In exchange, the city will receive $500 a month in rent for the space.

The deal passed unanimously, subject to legal review of the contract by city attorney Frank Bondurant.

The terms, as stated at the city commission’s meeting Monday night, would give Atlanta-based Mainstreet Broadband a five-year contract with the right to renew for four additional five-year terms.

It has an escalator clause that could increase the city’s rent over time, in yearly 3 percent increments, according to Dale Laney, a site acquisition specialist who brought the proposal to the city. Laney works for Compass Technology Services, and that company is under contract with Mainstreet Broadband to find suitable tower sites.

It is not an exclusive contrac. Laney said the company will be leaving plenty of room for other renters who may want to reserve space on the city water tower.

He expects that, once the lease is signed, the equipment could be up in 60 days.

“It gives everybody just another option for wireless internet service,” he said. “We loop the connectivity between sites with microwave technology rather than using underground or fiber lines.”

He said he didn’t know exactly when the system would go live, because Mainstreet Broadband has several other contracts for other sites that are in various stages of readiness. Rather that putting them each online piecemeal, Laney said the company is going to wait until the majority are ready to put most or all into operation at once.

The coverage areas can go from three to about eight miles out, he said, depending in part on barriers that limit the signals. He said some of the systems are up and running in south Georgia and other parts of north Florida.

“We’re trying to blanket that portion of the state and that region in Georgia,” he said.

### Information supplied
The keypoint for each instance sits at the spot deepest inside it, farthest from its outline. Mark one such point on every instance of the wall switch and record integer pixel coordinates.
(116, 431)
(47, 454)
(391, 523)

### Exercises to complete
a – According to the water tower lease article, how much monthly rent will the city receive for the space?
b – Reproduce the passage of the water tower lease article between "The deal passed" and "city water tower.", inclusive.
The material comes from a source separate from the water tower lease article.

### Exercise results
a – $500 a month.

b –
The deal passed unanimously, subject to legal review of the contract by city attorney Frank Bondurant.

The terms, as stated at the city commission’s meeting Monday night, would give Atlanta-based Mainstreet Broadband a five-year contract with the right to renew for four additional five-year terms.

It has an escalator clause that could increase the city’s rent over time, in yearly 3 percent increments, according to Dale Laney, a site acquisition specialist who brought the proposal to the city. Laney works for Compass Technology Services, and that company is under contract with Mainstreet Broadband to find suitable tower sites.

It is not an exclusive contrac. Laney said the company will be leaving plenty of room for other renters who may want to reserve space on the city water tower.